▶ _YOUR OBJECTIVE_
Restate the records below word for word, and omit the images they hold.

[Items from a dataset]
##############################

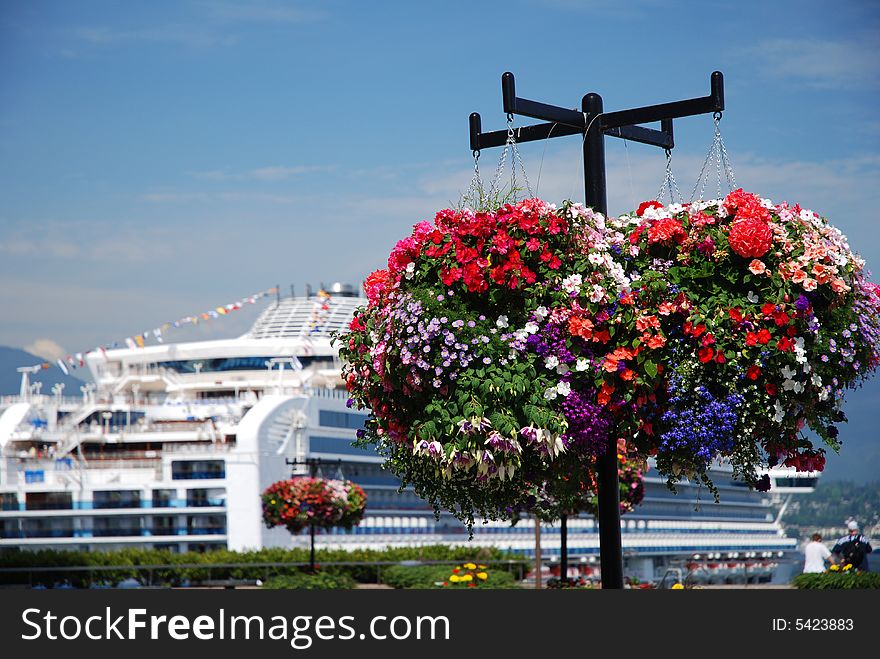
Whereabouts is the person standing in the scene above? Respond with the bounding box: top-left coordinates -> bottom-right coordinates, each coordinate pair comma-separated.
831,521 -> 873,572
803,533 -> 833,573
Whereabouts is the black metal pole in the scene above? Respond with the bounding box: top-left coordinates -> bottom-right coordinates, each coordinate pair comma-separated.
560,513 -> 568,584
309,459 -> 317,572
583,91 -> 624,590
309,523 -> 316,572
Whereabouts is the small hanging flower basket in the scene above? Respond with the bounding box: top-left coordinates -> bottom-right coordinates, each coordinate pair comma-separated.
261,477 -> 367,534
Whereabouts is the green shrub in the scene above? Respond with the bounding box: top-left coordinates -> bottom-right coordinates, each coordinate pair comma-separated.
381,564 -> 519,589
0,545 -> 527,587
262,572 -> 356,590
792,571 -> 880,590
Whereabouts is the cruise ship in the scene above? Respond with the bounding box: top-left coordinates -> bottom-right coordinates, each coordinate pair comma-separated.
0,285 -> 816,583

##############################

▶ _WRITTEN ANSWER_
Whereabouts is the person standing in the scene above? Respond with the bounding box: top-left coordinates -> bottom-right coordinates, each coordinate pair comma-separated.
831,521 -> 873,572
803,533 -> 833,573
Whereabouts is the black metal pole in the scene above? Respond with the bounding box: top-left coordinates -> bottom-right coordinates, each coordinate pair comma-separated.
560,513 -> 568,584
309,459 -> 317,572
583,91 -> 624,590
309,523 -> 316,572
Whereabouts is the small hanging flower basket in the scene above? Respond with the bounding box: top-left coordinates -> bottom-right coordinates, each coordinate pair comma-separated.
261,477 -> 367,534
Whereabouts is the green shrub in the scene above? Respond with the bounding box: top-left coordinates -> bottom-right coordinates, each coordinate pair comma-separated.
381,564 -> 519,589
0,545 -> 527,587
262,572 -> 356,590
792,571 -> 880,590
Whereabouts is the cruise ship in the scene above? Respond with the bounding box: top-left coordinates -> bottom-right coordinates, each coordinate pair comma-separated.
0,285 -> 816,583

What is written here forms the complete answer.